══ KUTIPAN ══

BAB SATU
PENDAHULUAN
1.1 Latar Belakang Masalah
Setiap tindak pidana kriminal di samping ada pelaku juga akan menimbulkan korban. Korban dapat berupa pelaku kriminal, maupun korban yang timbul akibat dari tindak pidana yang dilakukan oleh pihak lain.
Korban tindak pidana merupakan pihak yang menderita dalam suatu peristiwa pidana. Begitu juga dengan korban pemerkosaan yang menderita akibat tindak pidana yang dialaminya. Oleh sebab itu perlu kiranya diketahui sejauh mana korban telah memperoleh perlindungan hukum sebagaimana yang diharapkan.
Perlindungan korban tindak pidana dapat diartikan sebagai perlindungan untuk memperoleh jaminan hukum atas penderitaan atau kerugian pihak yang telah menjadi korban tindak pidana.[1] Segala sesuatu yang dapat meringankan penderitaan yang dialami seseorang akibat menjadi korban itulah yang dimaksud dengan perlindungan korban. Upaya untuk meringankan penderitaan tersebut dapat dilakukan dengan cara mengurangi penderitaan fisik dan penderitaan mental korban.
Korban adalah mereka yang menderita jasmaniah dan rohaniah sebagai akibat dari tindakannya sendiri maupun tindakan dari pihak lain, yang ingin mencari pemenuhan kepentingan diri sendiri atau pihak lain yang bertentangan dengan hak asasi yang dirugikan.[2] Korban dapat berupa perorangan maupun kelompok, korban dapat juga berupa suatu badan hukum.
Ketika suatu peristiwa pidana terjadi, aturan hukum sering kali memfokuskan diri untuk menghukum pelaku kejahatan sehingga sering kali korban dari kejahatan tersebut terabaikan. Padahal korban juga patut untuk diperhatikan karena pada dasarnya korban merupakan pihak yang cukup dirugikan dalam suatu tindak pidana.
Sering kali pada saat pelaku kejahatan dijatuhi sanksi pidana oleh pengadilan, kondisi korban terbengkalai seperti tidak dipedulikan. Padahal hal seperti ini bisa mencoreng nilai-nilai keadilan yang terkandung dalam suatu hukum, sehingga untuk mengatasi hal ini diperlukan pengaturan tentang penanganan terhadap korban suatu tindak pidana.
Dampak kejahatan menimbulkan korban dan kerugian. Kerugian yang timbul itu bisa diderita oleh korban sendiri, maupun oleh pihak lain secara tidak langsung.[3] Yang terakhir ini bisa tergantung pada sanak saudara ataupun orang-orang lain yang menggantungkan hidupnya langsung.
Begitu pula dengan kejahatan pemerkosaan yang dinilai dapat merendahkan derajat kaum wanita serta merusak harkat dan martabatnya. Padahal wanita adalah ibu dari umat manusia, karena dari rahim wanitalah anak manusia dilahirkan.

═══

■ **TUJUAN A**:
Jawablah pertanyaan berikut berdasarkan kutipan tentang perlindungan korban tindak pidana.
(i) Selain perorangan, korban dapat berupa apa saja?
(ii) Dengan cara apa upaya meringankan penderitaan korban dapat dilakukan?
(iii) Ketika suatu peristiwa pidana terjadi, aturan hukum sering kali memfokuskan diri untuk apa?
Kutipan di atas dan catatan sesudahnya adalah bahan yang tidak saling berkaitan.

══ CATATAN YANG DIBERIKAN ══

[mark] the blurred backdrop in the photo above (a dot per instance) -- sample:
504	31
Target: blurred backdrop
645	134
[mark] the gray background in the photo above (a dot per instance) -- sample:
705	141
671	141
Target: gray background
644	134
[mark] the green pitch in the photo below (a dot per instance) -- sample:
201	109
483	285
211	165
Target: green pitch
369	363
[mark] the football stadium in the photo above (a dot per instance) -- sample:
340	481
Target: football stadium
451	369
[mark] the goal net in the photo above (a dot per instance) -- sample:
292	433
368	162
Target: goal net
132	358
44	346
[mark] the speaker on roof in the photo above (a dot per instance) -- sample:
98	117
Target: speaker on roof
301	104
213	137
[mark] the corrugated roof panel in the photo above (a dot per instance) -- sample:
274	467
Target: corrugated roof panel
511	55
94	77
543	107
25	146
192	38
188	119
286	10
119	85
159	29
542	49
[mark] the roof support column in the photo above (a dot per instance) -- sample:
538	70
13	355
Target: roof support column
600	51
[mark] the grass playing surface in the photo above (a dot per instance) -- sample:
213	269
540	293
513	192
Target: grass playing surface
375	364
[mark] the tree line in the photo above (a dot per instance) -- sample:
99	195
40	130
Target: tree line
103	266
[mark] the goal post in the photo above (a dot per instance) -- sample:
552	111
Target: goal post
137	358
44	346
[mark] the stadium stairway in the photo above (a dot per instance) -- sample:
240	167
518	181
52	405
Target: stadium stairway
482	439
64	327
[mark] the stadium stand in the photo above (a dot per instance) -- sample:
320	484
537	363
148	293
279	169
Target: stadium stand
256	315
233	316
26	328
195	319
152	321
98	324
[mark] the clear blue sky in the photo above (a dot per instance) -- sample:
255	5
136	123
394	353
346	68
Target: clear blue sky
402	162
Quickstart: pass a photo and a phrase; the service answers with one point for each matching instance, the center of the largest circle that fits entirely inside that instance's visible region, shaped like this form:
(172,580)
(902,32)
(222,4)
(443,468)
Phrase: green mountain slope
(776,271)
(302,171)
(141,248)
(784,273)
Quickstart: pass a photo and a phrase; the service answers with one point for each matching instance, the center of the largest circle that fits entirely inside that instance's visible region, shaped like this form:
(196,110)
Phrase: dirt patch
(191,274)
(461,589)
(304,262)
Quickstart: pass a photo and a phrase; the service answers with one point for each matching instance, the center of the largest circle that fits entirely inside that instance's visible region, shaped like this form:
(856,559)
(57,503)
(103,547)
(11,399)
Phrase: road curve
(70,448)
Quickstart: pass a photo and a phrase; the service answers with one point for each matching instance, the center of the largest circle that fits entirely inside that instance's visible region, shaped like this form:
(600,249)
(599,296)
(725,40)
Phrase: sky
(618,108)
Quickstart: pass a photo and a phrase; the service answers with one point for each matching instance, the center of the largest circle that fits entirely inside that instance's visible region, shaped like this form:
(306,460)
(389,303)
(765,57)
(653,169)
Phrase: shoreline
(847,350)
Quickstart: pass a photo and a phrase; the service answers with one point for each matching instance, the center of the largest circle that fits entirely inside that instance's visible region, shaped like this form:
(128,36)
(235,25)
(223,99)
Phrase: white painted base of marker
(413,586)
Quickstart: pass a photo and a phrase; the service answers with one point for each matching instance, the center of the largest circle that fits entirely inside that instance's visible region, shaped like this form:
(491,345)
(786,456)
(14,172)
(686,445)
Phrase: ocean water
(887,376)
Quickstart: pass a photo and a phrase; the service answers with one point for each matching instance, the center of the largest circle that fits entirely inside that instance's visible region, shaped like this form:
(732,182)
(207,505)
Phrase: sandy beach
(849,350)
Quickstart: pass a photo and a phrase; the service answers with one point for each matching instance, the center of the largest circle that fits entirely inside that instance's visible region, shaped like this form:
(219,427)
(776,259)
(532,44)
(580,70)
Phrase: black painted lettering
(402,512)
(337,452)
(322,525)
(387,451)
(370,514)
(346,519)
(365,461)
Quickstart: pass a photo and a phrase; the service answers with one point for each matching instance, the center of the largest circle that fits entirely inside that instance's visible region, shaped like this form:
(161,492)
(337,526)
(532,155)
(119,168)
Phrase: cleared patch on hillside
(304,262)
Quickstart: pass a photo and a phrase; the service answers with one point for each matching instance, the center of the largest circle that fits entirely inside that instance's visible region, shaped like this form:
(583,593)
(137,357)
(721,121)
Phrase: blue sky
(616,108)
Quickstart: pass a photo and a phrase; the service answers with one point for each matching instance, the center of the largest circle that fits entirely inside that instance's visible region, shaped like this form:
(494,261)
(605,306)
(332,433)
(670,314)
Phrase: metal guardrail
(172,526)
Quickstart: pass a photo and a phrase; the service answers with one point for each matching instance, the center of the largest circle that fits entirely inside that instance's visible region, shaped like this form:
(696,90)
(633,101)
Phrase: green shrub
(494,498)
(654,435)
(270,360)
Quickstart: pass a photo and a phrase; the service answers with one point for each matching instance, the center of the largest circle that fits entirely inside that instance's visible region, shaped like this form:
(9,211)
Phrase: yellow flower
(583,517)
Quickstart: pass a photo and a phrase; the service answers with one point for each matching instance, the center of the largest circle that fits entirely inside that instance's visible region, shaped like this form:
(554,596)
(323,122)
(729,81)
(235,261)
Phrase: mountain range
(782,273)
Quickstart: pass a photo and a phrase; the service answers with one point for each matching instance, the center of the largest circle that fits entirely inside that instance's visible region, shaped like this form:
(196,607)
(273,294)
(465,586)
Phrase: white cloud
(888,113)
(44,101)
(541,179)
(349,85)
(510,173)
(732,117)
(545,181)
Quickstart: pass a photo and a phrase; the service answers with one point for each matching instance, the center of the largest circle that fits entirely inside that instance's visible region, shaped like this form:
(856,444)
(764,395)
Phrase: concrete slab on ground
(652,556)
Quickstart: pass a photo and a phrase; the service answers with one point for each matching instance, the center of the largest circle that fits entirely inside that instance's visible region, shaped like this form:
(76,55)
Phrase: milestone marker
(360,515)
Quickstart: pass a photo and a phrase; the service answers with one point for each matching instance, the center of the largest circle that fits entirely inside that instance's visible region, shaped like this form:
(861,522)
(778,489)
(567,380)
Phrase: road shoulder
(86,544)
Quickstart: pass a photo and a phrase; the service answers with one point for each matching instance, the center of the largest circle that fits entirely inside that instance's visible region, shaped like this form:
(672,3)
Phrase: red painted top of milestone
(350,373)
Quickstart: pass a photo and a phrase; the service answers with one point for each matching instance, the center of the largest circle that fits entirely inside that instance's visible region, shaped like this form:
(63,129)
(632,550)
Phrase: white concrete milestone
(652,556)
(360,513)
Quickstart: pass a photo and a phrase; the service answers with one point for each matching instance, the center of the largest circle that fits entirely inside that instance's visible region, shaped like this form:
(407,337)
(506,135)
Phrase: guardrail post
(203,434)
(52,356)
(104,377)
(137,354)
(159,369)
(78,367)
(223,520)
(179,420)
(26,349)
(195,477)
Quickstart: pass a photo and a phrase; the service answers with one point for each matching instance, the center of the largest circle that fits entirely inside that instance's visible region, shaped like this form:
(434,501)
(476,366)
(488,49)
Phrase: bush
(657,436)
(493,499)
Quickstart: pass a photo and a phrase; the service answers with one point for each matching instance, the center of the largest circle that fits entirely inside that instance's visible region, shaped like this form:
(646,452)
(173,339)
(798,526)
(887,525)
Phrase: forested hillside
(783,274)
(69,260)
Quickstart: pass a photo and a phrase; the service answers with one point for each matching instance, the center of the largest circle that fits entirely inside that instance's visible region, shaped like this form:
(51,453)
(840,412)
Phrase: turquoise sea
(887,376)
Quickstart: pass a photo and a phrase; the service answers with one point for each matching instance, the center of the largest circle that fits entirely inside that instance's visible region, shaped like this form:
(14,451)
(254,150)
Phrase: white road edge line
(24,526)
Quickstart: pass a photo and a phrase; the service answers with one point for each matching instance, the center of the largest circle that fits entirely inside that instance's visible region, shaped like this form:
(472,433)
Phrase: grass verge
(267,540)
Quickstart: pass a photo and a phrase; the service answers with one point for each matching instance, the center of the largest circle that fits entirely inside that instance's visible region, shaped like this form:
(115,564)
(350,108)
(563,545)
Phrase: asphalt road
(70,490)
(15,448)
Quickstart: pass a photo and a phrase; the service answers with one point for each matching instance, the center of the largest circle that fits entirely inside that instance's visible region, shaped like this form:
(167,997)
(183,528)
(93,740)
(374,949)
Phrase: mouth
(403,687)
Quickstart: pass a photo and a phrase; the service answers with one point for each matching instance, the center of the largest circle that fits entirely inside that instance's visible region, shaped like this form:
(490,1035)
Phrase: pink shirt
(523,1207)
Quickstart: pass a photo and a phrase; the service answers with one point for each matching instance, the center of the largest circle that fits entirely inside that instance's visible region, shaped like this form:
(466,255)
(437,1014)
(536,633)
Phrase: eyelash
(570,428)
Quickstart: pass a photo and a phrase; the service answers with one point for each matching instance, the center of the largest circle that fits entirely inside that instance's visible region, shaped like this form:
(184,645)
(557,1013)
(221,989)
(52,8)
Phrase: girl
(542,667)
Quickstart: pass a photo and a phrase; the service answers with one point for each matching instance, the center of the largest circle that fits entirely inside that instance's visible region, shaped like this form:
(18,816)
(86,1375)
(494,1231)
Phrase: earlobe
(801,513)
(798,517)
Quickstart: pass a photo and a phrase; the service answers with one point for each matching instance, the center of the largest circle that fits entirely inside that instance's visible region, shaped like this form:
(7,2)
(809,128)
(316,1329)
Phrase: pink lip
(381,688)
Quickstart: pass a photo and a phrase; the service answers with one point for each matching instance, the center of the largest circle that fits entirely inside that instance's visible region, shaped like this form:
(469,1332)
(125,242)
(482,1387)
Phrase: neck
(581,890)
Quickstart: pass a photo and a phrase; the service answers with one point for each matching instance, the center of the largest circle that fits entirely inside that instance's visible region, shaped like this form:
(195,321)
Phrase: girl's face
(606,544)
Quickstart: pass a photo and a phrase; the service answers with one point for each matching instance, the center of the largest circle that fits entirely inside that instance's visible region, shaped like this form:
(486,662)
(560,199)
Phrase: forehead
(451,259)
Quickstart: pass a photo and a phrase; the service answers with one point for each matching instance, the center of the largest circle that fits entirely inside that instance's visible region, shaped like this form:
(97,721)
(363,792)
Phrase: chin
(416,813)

═══

■ **TUJUAN B**: Tolong tentukan setiap baris catatan yang memuat kata "post".

■ **JAWABAN A**:
(i) Kelompok dan badan hukum.
(ii) Dengan mengurangi penderitaan fisik dan penderitaan mental korban.
(iii) Untuk menghukum pelaku kejahatan.

■ **JAWABAN B**:
[mark] the goal post in the photo above (a dot per instance) -- sample:
Target: goal post
Phrase: guardrail post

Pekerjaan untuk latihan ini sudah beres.